● **Exercise goal**
Reproduce the data below, unchanged, from the line that contains "the windshield and" up to and including the line that contains "[[42, 202], [1000, 274], [841, 254], [570, 291]]".

● **Data supplied**
/---

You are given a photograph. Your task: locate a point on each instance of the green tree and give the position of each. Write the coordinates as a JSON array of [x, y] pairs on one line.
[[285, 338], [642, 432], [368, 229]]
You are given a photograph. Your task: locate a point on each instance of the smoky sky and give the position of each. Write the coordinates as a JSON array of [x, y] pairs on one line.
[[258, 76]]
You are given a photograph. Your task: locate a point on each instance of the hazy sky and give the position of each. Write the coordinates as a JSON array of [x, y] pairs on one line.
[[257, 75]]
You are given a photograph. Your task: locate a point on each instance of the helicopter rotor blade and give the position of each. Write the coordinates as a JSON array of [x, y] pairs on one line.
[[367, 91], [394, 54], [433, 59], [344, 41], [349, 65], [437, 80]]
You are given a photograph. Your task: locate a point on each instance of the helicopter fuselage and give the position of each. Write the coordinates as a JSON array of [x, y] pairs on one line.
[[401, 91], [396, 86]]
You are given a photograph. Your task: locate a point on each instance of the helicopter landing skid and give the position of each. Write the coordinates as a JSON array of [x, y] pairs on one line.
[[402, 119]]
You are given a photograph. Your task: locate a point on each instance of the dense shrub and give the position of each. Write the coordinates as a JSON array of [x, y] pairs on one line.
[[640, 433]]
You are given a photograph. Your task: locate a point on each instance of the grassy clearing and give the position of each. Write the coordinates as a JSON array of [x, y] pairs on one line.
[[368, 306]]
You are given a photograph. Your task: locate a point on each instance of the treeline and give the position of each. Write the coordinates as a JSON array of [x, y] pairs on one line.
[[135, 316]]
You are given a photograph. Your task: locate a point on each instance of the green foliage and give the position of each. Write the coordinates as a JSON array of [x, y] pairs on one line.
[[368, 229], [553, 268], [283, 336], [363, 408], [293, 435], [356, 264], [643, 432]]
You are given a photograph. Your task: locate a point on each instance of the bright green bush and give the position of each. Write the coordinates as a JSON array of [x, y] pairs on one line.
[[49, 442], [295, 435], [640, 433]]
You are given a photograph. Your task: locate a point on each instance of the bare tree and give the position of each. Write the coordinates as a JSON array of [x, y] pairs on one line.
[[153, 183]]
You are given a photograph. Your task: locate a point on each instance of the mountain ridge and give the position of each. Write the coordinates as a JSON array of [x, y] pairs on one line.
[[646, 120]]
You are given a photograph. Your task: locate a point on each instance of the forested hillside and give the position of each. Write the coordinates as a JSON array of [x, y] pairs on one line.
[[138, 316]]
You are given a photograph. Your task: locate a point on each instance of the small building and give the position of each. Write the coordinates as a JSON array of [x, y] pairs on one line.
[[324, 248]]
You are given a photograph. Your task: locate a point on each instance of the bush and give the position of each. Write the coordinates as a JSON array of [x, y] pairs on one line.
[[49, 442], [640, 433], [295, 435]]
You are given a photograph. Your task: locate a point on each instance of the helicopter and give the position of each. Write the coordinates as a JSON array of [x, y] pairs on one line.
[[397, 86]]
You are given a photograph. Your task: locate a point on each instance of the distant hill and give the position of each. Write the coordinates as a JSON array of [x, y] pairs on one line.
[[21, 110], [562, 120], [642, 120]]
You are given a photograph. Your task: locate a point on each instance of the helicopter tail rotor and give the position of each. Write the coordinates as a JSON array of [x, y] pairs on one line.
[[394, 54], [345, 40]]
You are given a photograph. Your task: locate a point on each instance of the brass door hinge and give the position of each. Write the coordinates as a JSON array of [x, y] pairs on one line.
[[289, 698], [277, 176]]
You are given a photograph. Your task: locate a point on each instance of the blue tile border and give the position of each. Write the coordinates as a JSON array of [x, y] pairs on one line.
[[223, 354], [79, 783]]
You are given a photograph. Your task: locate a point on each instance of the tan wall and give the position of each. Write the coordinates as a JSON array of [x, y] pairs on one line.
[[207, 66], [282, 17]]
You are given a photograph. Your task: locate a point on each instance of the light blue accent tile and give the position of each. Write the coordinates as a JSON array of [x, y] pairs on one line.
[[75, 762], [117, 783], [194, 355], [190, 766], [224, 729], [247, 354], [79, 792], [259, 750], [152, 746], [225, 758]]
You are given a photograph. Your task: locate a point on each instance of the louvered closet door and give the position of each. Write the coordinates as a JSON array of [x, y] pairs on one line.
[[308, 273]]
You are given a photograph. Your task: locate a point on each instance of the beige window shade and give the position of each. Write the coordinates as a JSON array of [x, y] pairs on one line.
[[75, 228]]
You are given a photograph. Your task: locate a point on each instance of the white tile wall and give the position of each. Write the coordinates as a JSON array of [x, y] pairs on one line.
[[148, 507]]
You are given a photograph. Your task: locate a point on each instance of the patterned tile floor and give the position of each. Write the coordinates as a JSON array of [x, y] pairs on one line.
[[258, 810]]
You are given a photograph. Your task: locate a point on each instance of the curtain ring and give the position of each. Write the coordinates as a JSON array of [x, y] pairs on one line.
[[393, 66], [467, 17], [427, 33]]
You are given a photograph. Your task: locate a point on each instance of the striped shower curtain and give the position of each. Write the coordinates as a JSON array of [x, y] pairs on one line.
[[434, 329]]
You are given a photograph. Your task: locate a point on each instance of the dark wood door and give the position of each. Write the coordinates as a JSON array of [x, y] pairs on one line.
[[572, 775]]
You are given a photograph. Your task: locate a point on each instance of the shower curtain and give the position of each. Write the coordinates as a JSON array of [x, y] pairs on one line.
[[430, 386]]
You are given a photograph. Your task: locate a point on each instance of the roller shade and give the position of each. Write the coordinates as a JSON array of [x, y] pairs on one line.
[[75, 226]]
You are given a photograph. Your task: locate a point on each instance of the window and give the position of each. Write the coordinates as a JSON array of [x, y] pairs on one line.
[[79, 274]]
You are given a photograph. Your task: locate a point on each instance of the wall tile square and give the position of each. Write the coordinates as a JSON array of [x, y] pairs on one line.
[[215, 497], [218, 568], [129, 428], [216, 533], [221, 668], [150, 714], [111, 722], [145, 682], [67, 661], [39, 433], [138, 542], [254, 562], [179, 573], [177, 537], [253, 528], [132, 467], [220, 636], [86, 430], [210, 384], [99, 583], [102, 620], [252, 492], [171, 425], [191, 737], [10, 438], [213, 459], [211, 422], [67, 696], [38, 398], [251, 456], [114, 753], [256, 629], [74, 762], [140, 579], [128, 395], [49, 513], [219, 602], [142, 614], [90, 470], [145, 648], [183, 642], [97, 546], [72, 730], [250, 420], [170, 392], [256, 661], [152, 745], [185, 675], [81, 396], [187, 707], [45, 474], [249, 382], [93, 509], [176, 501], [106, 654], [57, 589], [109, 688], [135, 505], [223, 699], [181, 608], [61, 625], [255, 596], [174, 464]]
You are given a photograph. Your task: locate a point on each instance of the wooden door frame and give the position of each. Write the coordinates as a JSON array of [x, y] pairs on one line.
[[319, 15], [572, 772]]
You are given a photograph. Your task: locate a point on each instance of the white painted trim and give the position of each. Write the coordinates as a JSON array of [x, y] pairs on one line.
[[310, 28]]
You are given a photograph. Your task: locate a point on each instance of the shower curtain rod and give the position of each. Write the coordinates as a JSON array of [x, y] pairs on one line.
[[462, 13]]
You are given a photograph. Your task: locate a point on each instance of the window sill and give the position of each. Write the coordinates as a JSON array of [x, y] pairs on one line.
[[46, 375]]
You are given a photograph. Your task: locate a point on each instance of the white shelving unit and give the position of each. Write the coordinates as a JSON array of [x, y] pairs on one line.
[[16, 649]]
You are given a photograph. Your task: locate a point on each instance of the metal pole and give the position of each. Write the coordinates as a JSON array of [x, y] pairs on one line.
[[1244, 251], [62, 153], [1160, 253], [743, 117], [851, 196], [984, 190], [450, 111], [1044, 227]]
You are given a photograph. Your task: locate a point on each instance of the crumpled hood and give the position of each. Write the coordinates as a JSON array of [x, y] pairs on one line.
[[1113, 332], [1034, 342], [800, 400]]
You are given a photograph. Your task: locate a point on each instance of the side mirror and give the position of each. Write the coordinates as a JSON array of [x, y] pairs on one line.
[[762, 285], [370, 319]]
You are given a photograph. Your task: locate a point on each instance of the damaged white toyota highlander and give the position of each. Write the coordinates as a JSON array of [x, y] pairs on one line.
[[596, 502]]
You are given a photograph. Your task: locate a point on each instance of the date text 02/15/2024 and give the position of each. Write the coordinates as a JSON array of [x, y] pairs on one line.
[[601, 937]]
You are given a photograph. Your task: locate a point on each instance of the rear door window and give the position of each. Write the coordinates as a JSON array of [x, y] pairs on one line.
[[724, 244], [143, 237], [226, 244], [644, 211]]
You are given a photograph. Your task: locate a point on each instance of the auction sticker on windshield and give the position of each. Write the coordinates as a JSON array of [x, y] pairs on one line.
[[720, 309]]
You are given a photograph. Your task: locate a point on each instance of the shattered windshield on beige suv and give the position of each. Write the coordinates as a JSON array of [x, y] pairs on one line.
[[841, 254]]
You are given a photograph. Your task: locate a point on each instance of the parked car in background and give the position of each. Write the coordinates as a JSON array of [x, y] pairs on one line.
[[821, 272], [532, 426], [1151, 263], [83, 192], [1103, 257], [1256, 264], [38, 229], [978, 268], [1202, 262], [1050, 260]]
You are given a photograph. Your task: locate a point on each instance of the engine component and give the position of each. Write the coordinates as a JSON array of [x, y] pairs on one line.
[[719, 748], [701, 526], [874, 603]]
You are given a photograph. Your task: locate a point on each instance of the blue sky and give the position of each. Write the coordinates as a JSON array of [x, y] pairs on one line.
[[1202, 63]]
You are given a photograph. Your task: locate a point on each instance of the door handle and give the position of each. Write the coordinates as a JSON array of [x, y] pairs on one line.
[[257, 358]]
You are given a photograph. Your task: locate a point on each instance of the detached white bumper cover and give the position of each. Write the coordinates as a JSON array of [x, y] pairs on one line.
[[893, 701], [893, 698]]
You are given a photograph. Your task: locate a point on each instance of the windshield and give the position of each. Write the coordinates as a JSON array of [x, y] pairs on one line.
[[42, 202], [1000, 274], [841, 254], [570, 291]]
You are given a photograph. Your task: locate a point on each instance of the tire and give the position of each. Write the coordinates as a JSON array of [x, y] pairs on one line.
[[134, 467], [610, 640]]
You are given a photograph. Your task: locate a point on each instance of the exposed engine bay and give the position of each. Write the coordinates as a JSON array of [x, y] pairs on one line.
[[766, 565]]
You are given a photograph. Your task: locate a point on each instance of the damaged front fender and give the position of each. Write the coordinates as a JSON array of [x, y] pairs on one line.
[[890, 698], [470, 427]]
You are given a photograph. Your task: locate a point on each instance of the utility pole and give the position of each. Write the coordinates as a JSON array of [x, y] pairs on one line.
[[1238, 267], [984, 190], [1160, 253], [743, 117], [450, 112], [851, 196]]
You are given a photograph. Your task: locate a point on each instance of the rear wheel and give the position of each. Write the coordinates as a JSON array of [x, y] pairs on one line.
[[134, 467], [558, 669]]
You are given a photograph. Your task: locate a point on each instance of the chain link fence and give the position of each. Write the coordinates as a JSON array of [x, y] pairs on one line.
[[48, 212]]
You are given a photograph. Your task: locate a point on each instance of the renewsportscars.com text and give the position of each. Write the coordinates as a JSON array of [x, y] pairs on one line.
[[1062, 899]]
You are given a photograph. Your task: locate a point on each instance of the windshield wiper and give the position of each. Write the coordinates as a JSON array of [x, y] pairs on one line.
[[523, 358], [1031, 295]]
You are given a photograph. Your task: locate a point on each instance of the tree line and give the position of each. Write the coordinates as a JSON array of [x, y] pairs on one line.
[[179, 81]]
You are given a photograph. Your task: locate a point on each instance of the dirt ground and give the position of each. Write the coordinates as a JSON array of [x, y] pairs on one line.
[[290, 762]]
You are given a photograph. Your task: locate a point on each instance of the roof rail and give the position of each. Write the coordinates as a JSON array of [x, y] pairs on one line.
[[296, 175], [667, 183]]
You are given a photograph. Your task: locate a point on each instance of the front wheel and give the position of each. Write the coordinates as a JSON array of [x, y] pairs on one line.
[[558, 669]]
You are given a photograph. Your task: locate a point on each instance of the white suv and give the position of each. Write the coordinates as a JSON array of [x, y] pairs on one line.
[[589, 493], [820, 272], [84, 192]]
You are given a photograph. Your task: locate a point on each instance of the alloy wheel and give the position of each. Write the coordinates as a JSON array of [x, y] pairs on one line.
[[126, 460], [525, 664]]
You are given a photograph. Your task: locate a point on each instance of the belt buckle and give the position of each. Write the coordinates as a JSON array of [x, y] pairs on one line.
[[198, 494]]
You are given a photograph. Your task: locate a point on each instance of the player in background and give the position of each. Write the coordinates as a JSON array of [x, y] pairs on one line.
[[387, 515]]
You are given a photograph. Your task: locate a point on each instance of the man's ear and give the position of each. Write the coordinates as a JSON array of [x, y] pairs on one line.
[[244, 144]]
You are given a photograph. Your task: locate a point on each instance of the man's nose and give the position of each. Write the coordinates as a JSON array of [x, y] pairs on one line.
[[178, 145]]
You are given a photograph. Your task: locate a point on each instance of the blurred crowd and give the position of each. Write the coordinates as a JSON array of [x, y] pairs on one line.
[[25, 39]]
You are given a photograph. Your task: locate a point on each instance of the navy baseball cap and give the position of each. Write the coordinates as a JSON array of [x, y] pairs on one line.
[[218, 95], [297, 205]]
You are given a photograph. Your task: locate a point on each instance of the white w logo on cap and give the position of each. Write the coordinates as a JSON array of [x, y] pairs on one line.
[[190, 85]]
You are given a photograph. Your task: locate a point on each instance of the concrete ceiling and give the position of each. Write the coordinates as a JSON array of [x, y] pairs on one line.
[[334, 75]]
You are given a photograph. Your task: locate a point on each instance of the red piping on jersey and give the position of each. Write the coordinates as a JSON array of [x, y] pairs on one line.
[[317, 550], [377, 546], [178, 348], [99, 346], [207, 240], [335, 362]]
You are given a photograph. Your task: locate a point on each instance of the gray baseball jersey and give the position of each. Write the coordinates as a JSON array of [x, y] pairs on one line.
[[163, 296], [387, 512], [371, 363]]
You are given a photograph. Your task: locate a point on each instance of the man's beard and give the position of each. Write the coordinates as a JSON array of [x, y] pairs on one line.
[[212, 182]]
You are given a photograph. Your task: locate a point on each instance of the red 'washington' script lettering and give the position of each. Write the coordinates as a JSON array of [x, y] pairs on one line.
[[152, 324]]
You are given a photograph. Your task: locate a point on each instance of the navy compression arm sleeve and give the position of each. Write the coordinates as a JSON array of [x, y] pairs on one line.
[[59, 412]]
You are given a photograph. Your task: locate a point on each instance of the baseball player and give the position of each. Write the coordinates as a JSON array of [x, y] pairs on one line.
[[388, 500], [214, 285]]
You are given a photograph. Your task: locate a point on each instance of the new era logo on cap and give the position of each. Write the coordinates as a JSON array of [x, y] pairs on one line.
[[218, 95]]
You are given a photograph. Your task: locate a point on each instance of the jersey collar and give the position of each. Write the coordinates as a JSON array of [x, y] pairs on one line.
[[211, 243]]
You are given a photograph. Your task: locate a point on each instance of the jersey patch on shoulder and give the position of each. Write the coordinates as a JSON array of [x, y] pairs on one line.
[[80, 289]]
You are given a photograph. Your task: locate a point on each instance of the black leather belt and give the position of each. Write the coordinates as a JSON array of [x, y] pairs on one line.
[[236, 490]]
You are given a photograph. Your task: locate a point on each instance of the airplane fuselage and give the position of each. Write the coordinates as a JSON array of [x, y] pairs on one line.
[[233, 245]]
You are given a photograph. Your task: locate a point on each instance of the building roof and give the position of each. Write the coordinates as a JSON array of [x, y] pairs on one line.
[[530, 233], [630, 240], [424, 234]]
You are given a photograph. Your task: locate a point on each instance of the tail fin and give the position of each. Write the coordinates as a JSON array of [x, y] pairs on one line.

\---

● **Task response**
You are given a photograph. Your task: locate a point on each instance of the windshield and give the position of each. Write the coordinates as a JSON array of [x, y] pairs on one line.
[[42, 202], [1000, 274], [841, 254], [570, 291]]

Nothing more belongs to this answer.